» **TASK OBJECTIVE**
Please lay out the rows below as a numbered list, leaving out any blank lines.

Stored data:
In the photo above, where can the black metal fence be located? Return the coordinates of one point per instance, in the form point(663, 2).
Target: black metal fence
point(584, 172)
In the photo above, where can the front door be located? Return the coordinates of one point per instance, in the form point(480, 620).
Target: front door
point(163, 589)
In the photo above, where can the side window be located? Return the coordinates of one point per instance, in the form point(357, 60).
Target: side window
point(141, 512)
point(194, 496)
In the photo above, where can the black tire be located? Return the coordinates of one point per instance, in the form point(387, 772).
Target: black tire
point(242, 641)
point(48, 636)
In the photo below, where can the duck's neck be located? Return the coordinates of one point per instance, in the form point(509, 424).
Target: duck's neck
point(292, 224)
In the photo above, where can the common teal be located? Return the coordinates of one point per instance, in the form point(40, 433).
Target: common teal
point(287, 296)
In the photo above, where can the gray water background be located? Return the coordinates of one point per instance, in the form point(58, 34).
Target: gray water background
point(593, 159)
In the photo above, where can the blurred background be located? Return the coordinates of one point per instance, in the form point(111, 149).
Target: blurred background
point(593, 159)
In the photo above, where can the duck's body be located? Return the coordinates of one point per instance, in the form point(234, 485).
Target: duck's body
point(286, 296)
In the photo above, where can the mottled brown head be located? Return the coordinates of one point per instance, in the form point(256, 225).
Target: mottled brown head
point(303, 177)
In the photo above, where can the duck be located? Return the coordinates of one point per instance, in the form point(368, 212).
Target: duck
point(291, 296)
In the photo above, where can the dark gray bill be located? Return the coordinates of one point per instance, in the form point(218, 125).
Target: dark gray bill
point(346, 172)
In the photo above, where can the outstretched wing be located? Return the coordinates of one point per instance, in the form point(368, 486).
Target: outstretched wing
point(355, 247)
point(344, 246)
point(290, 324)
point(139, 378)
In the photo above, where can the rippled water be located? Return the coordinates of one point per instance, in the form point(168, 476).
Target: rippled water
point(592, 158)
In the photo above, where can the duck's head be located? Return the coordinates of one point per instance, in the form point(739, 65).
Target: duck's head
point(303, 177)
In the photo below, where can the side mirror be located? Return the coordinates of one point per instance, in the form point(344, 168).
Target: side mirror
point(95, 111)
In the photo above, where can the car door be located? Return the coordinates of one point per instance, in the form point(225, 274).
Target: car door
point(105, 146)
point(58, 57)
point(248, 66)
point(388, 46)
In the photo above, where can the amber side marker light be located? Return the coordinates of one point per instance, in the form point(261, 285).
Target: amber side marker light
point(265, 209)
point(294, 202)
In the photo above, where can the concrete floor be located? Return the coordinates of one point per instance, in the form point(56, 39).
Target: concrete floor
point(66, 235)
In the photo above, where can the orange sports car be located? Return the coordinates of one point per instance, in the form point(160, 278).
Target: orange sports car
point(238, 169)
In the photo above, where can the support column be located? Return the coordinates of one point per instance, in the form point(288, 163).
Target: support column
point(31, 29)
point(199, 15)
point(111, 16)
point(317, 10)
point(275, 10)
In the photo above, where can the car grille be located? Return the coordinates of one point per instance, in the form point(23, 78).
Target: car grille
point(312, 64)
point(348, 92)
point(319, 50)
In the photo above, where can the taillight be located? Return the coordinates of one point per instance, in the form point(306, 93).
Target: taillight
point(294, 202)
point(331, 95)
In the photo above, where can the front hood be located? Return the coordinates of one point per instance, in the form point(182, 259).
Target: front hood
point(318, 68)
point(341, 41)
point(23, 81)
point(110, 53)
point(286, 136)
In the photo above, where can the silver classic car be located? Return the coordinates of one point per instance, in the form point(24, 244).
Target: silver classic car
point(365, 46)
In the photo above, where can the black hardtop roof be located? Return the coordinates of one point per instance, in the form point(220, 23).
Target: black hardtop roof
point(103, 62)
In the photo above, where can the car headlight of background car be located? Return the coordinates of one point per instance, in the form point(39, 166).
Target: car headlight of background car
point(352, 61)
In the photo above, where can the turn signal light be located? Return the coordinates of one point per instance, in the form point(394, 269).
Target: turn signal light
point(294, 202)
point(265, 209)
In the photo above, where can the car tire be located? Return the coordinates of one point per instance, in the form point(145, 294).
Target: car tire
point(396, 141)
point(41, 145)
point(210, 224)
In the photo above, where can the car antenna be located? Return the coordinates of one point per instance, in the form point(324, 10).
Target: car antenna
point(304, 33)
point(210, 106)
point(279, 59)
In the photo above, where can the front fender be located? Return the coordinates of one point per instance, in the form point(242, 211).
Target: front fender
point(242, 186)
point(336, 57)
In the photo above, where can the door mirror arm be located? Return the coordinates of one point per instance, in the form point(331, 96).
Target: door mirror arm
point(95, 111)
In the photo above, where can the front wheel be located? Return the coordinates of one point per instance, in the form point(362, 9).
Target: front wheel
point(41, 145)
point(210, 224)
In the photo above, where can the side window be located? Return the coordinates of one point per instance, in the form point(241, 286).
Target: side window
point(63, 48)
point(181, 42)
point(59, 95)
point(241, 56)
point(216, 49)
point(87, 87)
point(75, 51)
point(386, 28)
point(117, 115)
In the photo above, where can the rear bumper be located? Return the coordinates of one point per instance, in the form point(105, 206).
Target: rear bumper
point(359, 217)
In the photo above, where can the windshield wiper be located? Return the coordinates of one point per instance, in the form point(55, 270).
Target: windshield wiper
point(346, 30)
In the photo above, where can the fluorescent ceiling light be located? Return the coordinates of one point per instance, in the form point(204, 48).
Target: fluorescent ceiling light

» **FULL ANSWER**
1. In the photo above, where can the black metal fence be located? Return the coordinates of one point per instance, in the form point(663, 2).
2. Target: black metal fence
3. point(584, 172)
4. In the photo above, where can the front door be located? Return the coordinates of one point per instance, in the form point(480, 620).
5. Target: front door
6. point(163, 589)
7. In the photo above, where can the side window be located? Return the coordinates of one point per instance, in the form point(357, 60).
8. Target: side window
9. point(141, 512)
10. point(194, 496)
11. In the photo above, where can the black tire be located? Return the coordinates of one point per instance, in the form point(387, 772).
12. Target: black tire
13. point(242, 641)
14. point(48, 636)
15. In the photo below, where can the duck's neck be located? Return the coordinates of one point per instance, in the form point(509, 424).
16. Target: duck's neck
17. point(292, 224)
18. In the photo above, where can the common teal be located? Return the coordinates of one point per instance, in the form point(40, 433).
19. Target: common teal
20. point(287, 296)
21. In the photo above, where can the gray water background be located? Return the coordinates of one point per instance, in the form point(58, 34).
22. Target: gray water background
23. point(593, 159)
24. In the photo above, where can the blurred background be located? Return the coordinates of one point per instance, in the form point(111, 149).
25. Target: blurred background
26. point(593, 159)
27. In the photo above, where can the duck's body be located? Return the coordinates of one point per instance, in the form point(234, 485).
28. Target: duck's body
29. point(286, 296)
30. In the photo above, where can the mottled brown head be located? Return the coordinates of one point per instance, in the form point(256, 225).
31. Target: mottled brown head
32. point(303, 177)
33. In the photo above, where can the duck be located? Return the coordinates of one point per instance, in the form point(368, 212).
34. Target: duck
35. point(291, 296)
36. In the photo above, where can the dark gray bill be located? Return the coordinates of one point per instance, in the form point(218, 125).
37. Target: dark gray bill
38. point(346, 172)
39. In the photo above, where can the outstretched wing be located? Return the coordinates of one point per instance, in the form point(368, 486).
40. Target: outstretched wing
41. point(355, 247)
42. point(344, 246)
43. point(290, 324)
44. point(139, 378)
45. In the photo above, where can the rippled water be located? Return the coordinates of one point per instance, in the form point(168, 476).
46. Target: rippled water
47. point(592, 158)
48. In the photo above, where can the duck's head be located? Return the coordinates of one point per instance, in the form point(739, 65).
49. Target: duck's head
50. point(303, 177)
51. In the photo below, where can the side mirror be located? Return the coordinates of one point per instance, in the form point(344, 168).
52. Target: side mirror
53. point(95, 111)
54. In the photo above, where can the car door be located? Return the coordinates of one point per instance, in the form point(225, 274).
55. Target: car door
56. point(105, 146)
57. point(58, 57)
58. point(248, 66)
59. point(388, 46)
60. In the photo above, where can the amber side marker light be located? Return the coordinates of one point per instance, in the form point(261, 285).
61. Target: amber side marker light
62. point(265, 209)
63. point(294, 202)
64. In the photo above, where can the concrete floor be located? Return the coordinates of one point per instance, in the form point(56, 39).
65. Target: concrete floor
66. point(66, 235)
67. In the photo above, where can the orange sports car be located? Return the coordinates of one point per instance, in the form point(160, 278).
68. Target: orange sports car
69. point(238, 169)
70. In the photo above, where can the support column be located? Return the coordinates of one point per instance, in the form point(288, 163).
71. Target: support column
72. point(31, 29)
73. point(199, 15)
74. point(111, 16)
75. point(317, 10)
76. point(275, 10)
77. In the photo above, where can the car grille be located? Return the coordinates of one point per instance, in the form point(23, 78).
78. Target: car grille
79. point(312, 64)
80. point(348, 92)
81. point(319, 50)
82. In the photo above, where can the taillight be located? Return the coordinates of one point per instance, in the form point(306, 93).
83. Target: taillight
84. point(294, 202)
85. point(331, 95)
86. In the photo above, where can the front hood be located? Return the coordinates of one point per instance, in the form point(182, 259).
87. Target: front hood
88. point(318, 68)
89. point(341, 41)
90. point(23, 81)
91. point(110, 53)
92. point(286, 136)
93. In the photo above, where can the silver classic car be located? Return the coordinates of one point per instance, in the form point(24, 244).
94. Target: silver classic car
95. point(365, 46)
96. In the photo above, where can the black hardtop roof be located? Return the coordinates of one point per instance, in the form point(220, 23).
97. Target: black hardtop roof
98. point(103, 62)
99. In the photo above, where can the car headlight of background car be located? Return the coordinates of one point per instance, in the form point(39, 166).
100. Target: car headlight of background car
101. point(352, 61)
102. In the photo above, where can the turn signal light be located? Return the coordinates of one point per instance, in the form point(394, 269).
103. Target: turn signal light
104. point(294, 202)
105. point(265, 209)
106. In the photo above, where can the car tire be located? Return the coordinates of one point per instance, in the form point(145, 294).
107. Target: car tire
108. point(396, 141)
109. point(41, 145)
110. point(210, 224)
111. In the photo above, where can the car antenna be located? Return the coordinates of one point per instance, in the form point(324, 10).
112. Target: car antenna
113. point(304, 33)
114. point(210, 106)
115. point(279, 59)
116. In the photo above, where can the front fender be located? Return the coordinates of one point per instance, in the form point(242, 211).
117. Target: front fender
118. point(242, 186)
119. point(336, 57)
120. In the photo above, where can the door mirror arm be located? Return the coordinates of one point per instance, in the form point(331, 96).
121. Target: door mirror arm
122. point(95, 111)
123. In the photo above, where can the front wheel be located? Return the coordinates of one point per instance, in the form point(362, 9).
124. Target: front wheel
125. point(41, 145)
126. point(210, 224)
127. In the photo above, where can the side window be located? Return the coordinates of one point per instance, in the form point(241, 286).
128. Target: side window
129. point(63, 48)
130. point(181, 42)
131. point(59, 95)
132. point(241, 56)
133. point(216, 49)
134. point(87, 87)
135. point(75, 51)
136. point(386, 28)
137. point(117, 115)
138. In the photo above, where can the rear bumper be located? Return the coordinates of one point per instance, in the form point(105, 206).
139. Target: rear bumper
140. point(359, 217)
141. In the photo above, where can the windshield wiper be located? Return the coordinates of one point per instance, in the form point(55, 270).
142. Target: windshield wiper
143. point(346, 30)
144. In the photo above, where can the fluorescent ceiling light be located? Return the coordinates of one point per instance, in the form point(204, 48).
145. Target: fluorescent ceiling light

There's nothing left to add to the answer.